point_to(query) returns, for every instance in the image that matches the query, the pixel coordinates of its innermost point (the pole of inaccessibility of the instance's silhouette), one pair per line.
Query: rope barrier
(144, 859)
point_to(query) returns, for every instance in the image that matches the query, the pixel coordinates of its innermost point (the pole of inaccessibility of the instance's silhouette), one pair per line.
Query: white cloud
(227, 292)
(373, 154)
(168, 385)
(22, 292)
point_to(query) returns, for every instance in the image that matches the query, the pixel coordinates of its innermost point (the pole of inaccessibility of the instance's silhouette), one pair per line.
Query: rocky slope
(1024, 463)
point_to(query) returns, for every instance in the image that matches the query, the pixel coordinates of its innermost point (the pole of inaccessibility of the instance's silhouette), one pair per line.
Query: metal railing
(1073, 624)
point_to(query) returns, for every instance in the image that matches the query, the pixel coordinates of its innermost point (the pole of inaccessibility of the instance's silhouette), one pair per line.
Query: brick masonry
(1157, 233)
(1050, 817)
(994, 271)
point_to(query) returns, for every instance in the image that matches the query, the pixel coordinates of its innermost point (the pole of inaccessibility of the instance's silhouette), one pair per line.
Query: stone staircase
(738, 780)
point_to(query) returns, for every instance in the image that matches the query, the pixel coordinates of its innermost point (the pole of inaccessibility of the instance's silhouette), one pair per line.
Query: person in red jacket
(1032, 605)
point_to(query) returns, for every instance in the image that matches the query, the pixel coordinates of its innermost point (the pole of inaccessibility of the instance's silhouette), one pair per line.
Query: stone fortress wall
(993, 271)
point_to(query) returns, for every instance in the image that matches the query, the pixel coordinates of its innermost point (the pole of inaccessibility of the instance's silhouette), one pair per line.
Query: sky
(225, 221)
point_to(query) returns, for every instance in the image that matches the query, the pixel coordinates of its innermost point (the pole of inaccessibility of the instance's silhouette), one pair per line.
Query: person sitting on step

◇ ◇ ◇

## What is being asked
Output every entry word for word.

## Solution for this problem
point_to(query) returns, for every instance in the image that matches the query, the pixel coordinates of its innermost point (the pole of inaccessibility of the instance's silhouette), one pair per line.
Query: rope barrier
(144, 859)
point_to(query) returns, for every instance in the image that matches the query, the pixel coordinates of its innermost point (the pole of inaccessibility of the instance's silhouette), one pair per line.
Query: white cloud
(227, 292)
(373, 154)
(168, 385)
(22, 292)
point_to(query) returns, for every instance in the image that matches the query, the pixel coordinates of its innermost point (the pole of inaccessibility of the instance's silhouette), one pair per line.
Query: rocky slope
(1024, 463)
point_to(query) returns, for every instance in the image that matches the query, the pixel coordinates of its innermost point (the pole of inaccessibility of the instance's silhouette), one pair per line.
Query: metal railing
(1073, 624)
point_to(query) returns, for every instance in the image that matches the query, the pixel coordinates of its innermost point (the pole of inaccessibility of the instance's silhouette), one pair per line.
Query: brick masonry
(1157, 233)
(1050, 817)
(994, 271)
point_to(query) returns, for every instance in the image that matches the query, the pixel coordinates of its innermost point (the pole of inaccessibility of the instance's silhouette), one pair per line.
Query: stone staircase
(738, 780)
point_to(query) returns, for every instance in the image that matches the query, the pixel coordinates of its innermost point (the pole of inaccessibility of the instance's silhouette), one pair per line.
Query: person in red jacket
(1032, 605)
point_to(query) returns, for every instance in the image that matches the query, the pixel coordinates of its innermost point (the pole of inaccessibility of the instance's silhouette), one pair per line.
Query: stone fortress wall
(993, 271)
point_to(query) returns, for every instance in the image that matches the query, the pixel coordinates of its innermost point (the pole of inaccessibility of the instance's silhouette), one pair per line.
Query: sky
(225, 221)
point_to(query) returns, for every instance in the image that matches the query, the pixel coordinates of its innermost point (the pole of inaccessibility of the instance's silhouette), one pair per line.
Query: person sitting on step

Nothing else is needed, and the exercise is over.